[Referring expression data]
━━━━━━━━━━━━━━━━━━━━

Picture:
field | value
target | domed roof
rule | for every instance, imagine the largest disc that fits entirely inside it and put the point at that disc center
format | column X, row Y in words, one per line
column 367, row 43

━━━━━━━━━━━━━━━━━━━━

Exercise goal:
Every entry above should be returned exactly as written.

Answer below:
Picture:
field | value
target | domed roof
rule | for every instance, imagine the largest disc that fits entirely inside it and put the point at that disc center
format | column X, row Y in words, one per line
column 367, row 43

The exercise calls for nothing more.